◆ REQUIRED WORK
1. In the passage on the Janeway submission system, which templated decisions would the writer prefer editors to be able to send out? List them all.
2. Extend the passage on the Janeway submission system, starting right after its final sentence.

◆ QUOTED PASSAGE
=======

The submission platform allows authors to choose between article types and Special Collections they have been invited to. The editors can easily set up Special Collections, and select guest editors for them. Setting up a Special Collection takes under 10 minutes once you know what to do. 

At submission, the editor is invited to check anonymity of the submission. The editor can quickly replace the submission by an anonymous version should that be necessary: download the .pdf, print to pdf, save on your own computer, re-upload via the replace function. Reviewers are invited via a search pane. Selecting them calls up a templated invitation letter. The editors can customize all letter templates via Manager, and templates can be edited further in the pane that is presented to the editor. Editors can change the roles and addresses of all authors, reviewers, and guest-editors. This is not as common as it should be.

Reviewers can be individually reminded of review due dates, and automated reminders can be set up both for review requests and reviews that are due. These reminders do not go out on weekends, respecting life/work balance. A welcome detail is that the editor can easily adapt the due dates for individual reviewers who ask for an extension. Editors can rate reviewers in the system, upload reviews for them, and replace reviews with anonymous versions when necessary. This allows for an exceptional control of the workflow. The workflow of all papers can also be monitored via the ‘Articles in review’ window, which provides succinct but complete information on each article in a list format.

When an author decision needs to be made, reviews have to be made individually accessible to the author by the editor. This is somewhat error prone, and could be improved by making all reviews automatically accessible when the decision is sent. Similarly the set of templated decisions an editor can send out (accept/reject/request revisions) is more limited than I would like to see (final accept/conditional accept/minor revisions/major revisions/reject with reviews/ desk reject), but I trust this can be changed in future iterations of Janeway.

The editor receives messages when authors have sent in revisions, and a second round of reviews can be easily initiated. It would be nice if reviewers of the previous round could be automatically presented to the editor when the 2nd round is initiated, as this is the set of reviewers that is routinely asked to re-review the paper. Another nice-to-have would be that all reviews and the editorial decision would be made available to all reviewers. At Glossa, it is our policy to give reviewers access to decisions and reviews, with an eye to the next round of reviews. This has to be done manually now, which is somewhat cumbersome. But once again, this is something that can no doubt be accommodated in future iterations of the submission system.

The full power of Janeway comes to light when papers are moved to production. Editors can manage the workflow in detail: sending final papers to copy-editing and typesetting and back to authors for follow-up and the checking of proofs. All articles are automatically assigned a DOI, which is mentioned in both the PDF and XML version of the paper. Our excellent copy-editors and typesetters at SiliconChips, who are now fully attuned to the intricacies of linguistics papers (graphs, formulas, tree representations glosses, tableaux, IPA, and semantic symbols) can bring a paper from its final version to publication in about two weeks, provided that the author responds diligently to the copy-edited version and the proofs.

=======

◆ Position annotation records
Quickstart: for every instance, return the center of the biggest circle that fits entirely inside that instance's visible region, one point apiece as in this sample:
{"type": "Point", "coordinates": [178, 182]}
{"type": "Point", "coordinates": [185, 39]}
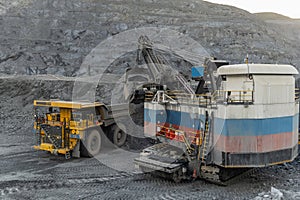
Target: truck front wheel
{"type": "Point", "coordinates": [92, 143]}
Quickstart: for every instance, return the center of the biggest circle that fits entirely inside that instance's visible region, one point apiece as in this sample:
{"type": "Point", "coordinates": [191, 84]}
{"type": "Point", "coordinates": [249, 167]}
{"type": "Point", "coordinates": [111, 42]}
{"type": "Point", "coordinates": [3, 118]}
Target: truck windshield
{"type": "Point", "coordinates": [76, 116]}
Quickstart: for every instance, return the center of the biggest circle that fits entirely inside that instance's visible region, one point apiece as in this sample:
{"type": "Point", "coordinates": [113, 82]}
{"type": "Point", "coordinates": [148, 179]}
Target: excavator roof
{"type": "Point", "coordinates": [66, 104]}
{"type": "Point", "coordinates": [257, 69]}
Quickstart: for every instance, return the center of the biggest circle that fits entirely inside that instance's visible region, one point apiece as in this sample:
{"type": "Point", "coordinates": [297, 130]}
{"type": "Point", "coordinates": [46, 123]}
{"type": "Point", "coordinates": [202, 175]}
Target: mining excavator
{"type": "Point", "coordinates": [239, 117]}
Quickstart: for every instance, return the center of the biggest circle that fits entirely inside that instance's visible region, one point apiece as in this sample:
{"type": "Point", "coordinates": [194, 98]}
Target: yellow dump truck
{"type": "Point", "coordinates": [76, 128]}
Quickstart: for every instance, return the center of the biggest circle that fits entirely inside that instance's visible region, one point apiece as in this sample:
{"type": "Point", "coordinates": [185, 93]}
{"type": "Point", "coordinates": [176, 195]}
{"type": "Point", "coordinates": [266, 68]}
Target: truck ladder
{"type": "Point", "coordinates": [51, 138]}
{"type": "Point", "coordinates": [205, 145]}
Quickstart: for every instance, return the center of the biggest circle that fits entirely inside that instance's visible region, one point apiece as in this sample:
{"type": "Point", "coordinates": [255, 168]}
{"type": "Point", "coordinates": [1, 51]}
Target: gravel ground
{"type": "Point", "coordinates": [40, 39]}
{"type": "Point", "coordinates": [29, 174]}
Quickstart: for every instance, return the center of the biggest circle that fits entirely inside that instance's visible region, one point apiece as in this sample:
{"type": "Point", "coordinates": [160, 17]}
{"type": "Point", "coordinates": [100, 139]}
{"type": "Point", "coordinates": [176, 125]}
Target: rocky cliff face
{"type": "Point", "coordinates": [54, 36]}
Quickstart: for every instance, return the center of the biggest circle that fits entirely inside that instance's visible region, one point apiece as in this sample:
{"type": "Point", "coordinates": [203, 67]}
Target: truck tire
{"type": "Point", "coordinates": [118, 136]}
{"type": "Point", "coordinates": [91, 145]}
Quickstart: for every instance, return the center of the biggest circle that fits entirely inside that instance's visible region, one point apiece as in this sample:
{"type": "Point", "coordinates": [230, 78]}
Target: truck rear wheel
{"type": "Point", "coordinates": [92, 143]}
{"type": "Point", "coordinates": [119, 136]}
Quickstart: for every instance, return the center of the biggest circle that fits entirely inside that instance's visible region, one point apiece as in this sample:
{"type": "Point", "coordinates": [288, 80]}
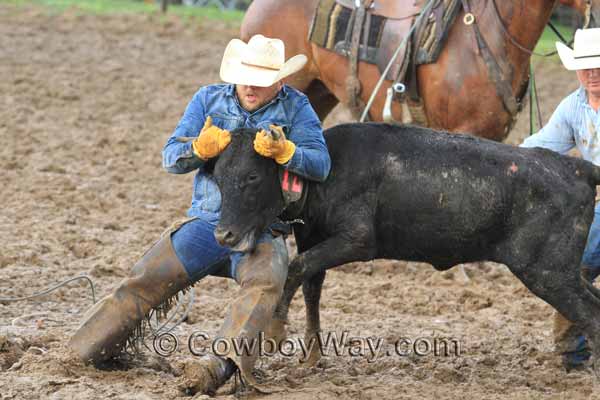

=======

◆ EXERCISE RESULTS
1. final accept, conditional accept, minor revisions, major revisions, reject with reviews, desk reject

2.
At this point, the editor can polish the metadata, adding ORCIDs to the author’s profile, and making sure that addresses and affiliations are displayed correctly. Most importantly, the editor can upload Supplementary files and assign a dependent DOI to them in seconds. As a result, a paper’s appendices, data, and research protocols can be made available from a clickable link in the published paper. This is a crucial element that enables and assists Glossa’s strong open data policy. Access to the metadata also means that last minute changes can be made effortlessly: an author would like to see their middle name initial displayed in the ‘How to cite’ reference of the article? No problem, added in seconds.

Finally, the editors can decide when to publish papers. A convenient checklist in prepublication draws their attention to the metadata, the DOI assigned, the volume the article is assigned to, and the date of publication. Push ‘Publish this paper’, and seconds later the paper is online, in PDF and XML. Full control at your fingertips. Everything an independent editor wants!

Johan Rooryck is the Executive Director of cOAlition S. He is the co-founder and Editor-in-Chief of the open access journal Glossa: a journal of general linguistics published by the Open Library of Humanities, a visiting professor at Leiden University (The Netherlands), and a member of the Academia Europaea. He is also president of Linguiistics in Open Access (LingOA) a foundation promoting and federating Diamond Open Access journals in linguistics.

About Janeway: Janeway is a digital platform designed for publishing scholarly research material. Launched in 2017, the platform provides a workflow for the submission, processing and presentation of scholarly materials. It is developed by Professor Martin Eve, Mauro Sanchez, Andy Byers and Joseph Muller at the Centre for Technology and Publishing, Birkbeck, University of London, and the Open Library of Humanities, UK. For more information about Janeway and its hosting packages, please visit: https://janeway.systems/.

Janeway is currently being used by the OLH journals, as well as by other external presses such as Iowa State Digital Press, Huddersfield University Press, Michigan Publishing, the University of Essex and the University of West London among others. It will be used soon too by California Digital Library for their pre-print publications. The platform has also been recently been awarded a $100k grant from the Next Generation Library Publishing project to test and improve publishing pathways and services for authors, editors and readers, for continued work on Janeway.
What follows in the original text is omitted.